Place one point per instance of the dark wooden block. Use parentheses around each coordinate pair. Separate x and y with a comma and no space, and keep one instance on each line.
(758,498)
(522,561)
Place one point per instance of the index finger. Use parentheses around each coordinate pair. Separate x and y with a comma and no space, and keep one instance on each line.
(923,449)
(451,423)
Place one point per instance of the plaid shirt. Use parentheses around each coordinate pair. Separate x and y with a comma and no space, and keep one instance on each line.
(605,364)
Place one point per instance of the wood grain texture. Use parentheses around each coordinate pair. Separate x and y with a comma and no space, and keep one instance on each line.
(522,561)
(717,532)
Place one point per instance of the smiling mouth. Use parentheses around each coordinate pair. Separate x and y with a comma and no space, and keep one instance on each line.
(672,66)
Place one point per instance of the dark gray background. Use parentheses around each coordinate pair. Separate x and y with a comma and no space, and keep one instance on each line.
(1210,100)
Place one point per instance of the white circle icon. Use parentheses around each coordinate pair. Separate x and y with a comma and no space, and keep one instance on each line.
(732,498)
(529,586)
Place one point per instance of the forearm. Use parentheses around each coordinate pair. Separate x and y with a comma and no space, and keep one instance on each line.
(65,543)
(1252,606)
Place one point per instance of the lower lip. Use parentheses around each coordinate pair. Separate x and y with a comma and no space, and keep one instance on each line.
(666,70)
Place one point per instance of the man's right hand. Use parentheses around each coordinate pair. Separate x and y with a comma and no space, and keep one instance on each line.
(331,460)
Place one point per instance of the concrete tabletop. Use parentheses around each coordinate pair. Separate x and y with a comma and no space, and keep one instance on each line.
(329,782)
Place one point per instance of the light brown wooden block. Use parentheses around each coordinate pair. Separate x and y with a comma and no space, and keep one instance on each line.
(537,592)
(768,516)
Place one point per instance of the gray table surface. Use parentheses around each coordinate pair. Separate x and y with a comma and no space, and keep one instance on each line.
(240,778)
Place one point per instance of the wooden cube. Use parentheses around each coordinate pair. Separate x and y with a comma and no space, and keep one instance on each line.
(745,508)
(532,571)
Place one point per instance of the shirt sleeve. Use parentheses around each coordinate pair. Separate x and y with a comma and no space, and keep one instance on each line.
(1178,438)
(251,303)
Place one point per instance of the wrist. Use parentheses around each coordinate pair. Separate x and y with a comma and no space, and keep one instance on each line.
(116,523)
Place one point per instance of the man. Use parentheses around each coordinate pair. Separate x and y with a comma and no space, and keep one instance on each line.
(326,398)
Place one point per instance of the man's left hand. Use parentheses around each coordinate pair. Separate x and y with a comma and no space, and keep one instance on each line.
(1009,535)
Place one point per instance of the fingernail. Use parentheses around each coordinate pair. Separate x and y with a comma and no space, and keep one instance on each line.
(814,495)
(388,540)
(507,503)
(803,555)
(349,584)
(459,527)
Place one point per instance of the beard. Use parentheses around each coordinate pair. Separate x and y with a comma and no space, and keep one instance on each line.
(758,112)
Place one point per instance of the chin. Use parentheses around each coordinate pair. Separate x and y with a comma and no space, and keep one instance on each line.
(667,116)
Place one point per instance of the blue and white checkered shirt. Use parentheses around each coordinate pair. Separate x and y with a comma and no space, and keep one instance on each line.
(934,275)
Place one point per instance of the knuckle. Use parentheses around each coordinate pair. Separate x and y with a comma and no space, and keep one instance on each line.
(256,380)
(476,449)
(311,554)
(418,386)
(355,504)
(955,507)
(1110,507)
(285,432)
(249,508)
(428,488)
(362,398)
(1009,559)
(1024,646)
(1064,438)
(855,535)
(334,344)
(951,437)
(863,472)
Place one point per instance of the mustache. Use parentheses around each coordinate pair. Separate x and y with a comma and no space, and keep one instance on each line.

## DIRECTIONS FOR THIS TASK
Your answer must be every record above, set down exactly as written.

## RESPONSE TO THIS TASK
Place one point per instance of the dark wooden block. Use parentheses around each coordinate pair. Separate x and y with a comma and no space, and keep one instance on each line.
(758,498)
(522,561)
Place one point per instance of the index finger. Use parentheses around each coordinate pair. Separate x and y with a comma and no space, and keep one instance on each line.
(923,449)
(451,423)
Place one point per instance of the plaid shirt. Use parentheses around each coordinate pair. Separate x and y with a comma and no space, and keep one instance on each line.
(605,364)
Place one point per instance of the wood grain texture. Use parentheses around each coordinate pair. Separate x and y with a comma and no space, and keep one instance on each line.
(522,561)
(717,532)
Place one point per instance of the smiling mouth. Use parentheses around each coordinate pair. Separate x and y with a comma and no space, and keep one instance on each line.
(672,66)
Place one point per instance of the dark gray background. Use parentheses around each coordinate pair. Separate x and y with a comma and no space, and keep one instance on each line.
(1210,100)
Place one point per instance of the white circle icon. Use parentheses around each coordinate pair. Separate x and y with a comma and no space, and keep one instance on each line.
(732,498)
(529,586)
Place one point per instance of the forearm. Use parentheses around each coordinate pair. Separate x and y with a comma and no space, and keep one instance on each line.
(65,543)
(1252,606)
Place one point per instance of the lower lip. Use parentheses around each coordinate pair. Separate x and y with a comma and no space, and keep one instance on each line.
(666,70)
Place one point per instance of the man's right hand. Use parentheses around each coordinate pair. Separate x and y with a comma and no space, and keep one instance on each line.
(331,460)
Place one point per instance of the concrete tabletop. Use parentheses around each coordinate pair. Separate x and y with a comma and no space, and keep one instance on each line.
(329,782)
Place one point per instance of the light brown wooden block. Use parentheses around each coordinate pair. Separate x and y with a comma and no space, and keep one instance on each line.
(537,592)
(768,516)
Place one point per instance of the gray table surface. Use parentheses around each coordinate pair. Separate x and y with a comma and no space, and keep one instance on each line.
(240,778)
Place one point per instance of the wooden cube. Use parentheses around each coordinate pair. Separate x and y with a comma and no space, and keep one instance on each line.
(745,508)
(532,571)
Place one point per instance of the shirt sleeve. Use parentheses around each coordinate pair. Separate x and y with a comma and no space, and keep one instance on each line.
(1178,438)
(251,303)
Place one point per instance of the wrist. Use parentheses around each coordinate pair. Separate x and y with a comma and no space, and keep one instance on each line.
(116,523)
Place one point per instance of the man. Use parentheses around each coordinate pair. Separate x and y with a comma and no space, and keep one instance on each line.
(326,398)
Place one point per instance of the man's left hand. Use parentheses around each coordinate pair. Separate x and y with a comma and no space, and keep one instance on each line.
(1009,535)
Place one point per instance of the fingernail. Use parentheses around each coordinate pair. Separate x and y with a comma and no space, and keep one instance on each line.
(814,495)
(388,540)
(507,503)
(803,555)
(349,584)
(459,527)
Place one point per instance of the beard. Use parentheses around each coordinate pair. Separate x and y with a comma and no space, and keep one instance on each line.
(758,112)
Place one point per instance of the chin. Use parentheses around each coordinate pair. Separate x and y with a comma and no space, and keep one instance on each line.
(667,116)
Place one point per instance of the blue and white checkered shirt. Use parentheses around each coordinate pair. Separate x and y with a comma and no space, and keep one instance on each line.
(934,275)
Place one point per instance of the knuckle. Use parentheses around each coordinate pair. Separate x and y with a comma and no space, and keep one instance on each line.
(256,380)
(476,449)
(311,554)
(418,386)
(355,504)
(955,507)
(1110,507)
(285,432)
(249,508)
(428,488)
(362,398)
(1009,559)
(1024,646)
(1064,438)
(855,535)
(334,344)
(951,437)
(863,472)
Place one point per instance of the mustache. Use parentheses around each coordinate pair. Separate x and y with a comma and no space, and keep one instance on each line.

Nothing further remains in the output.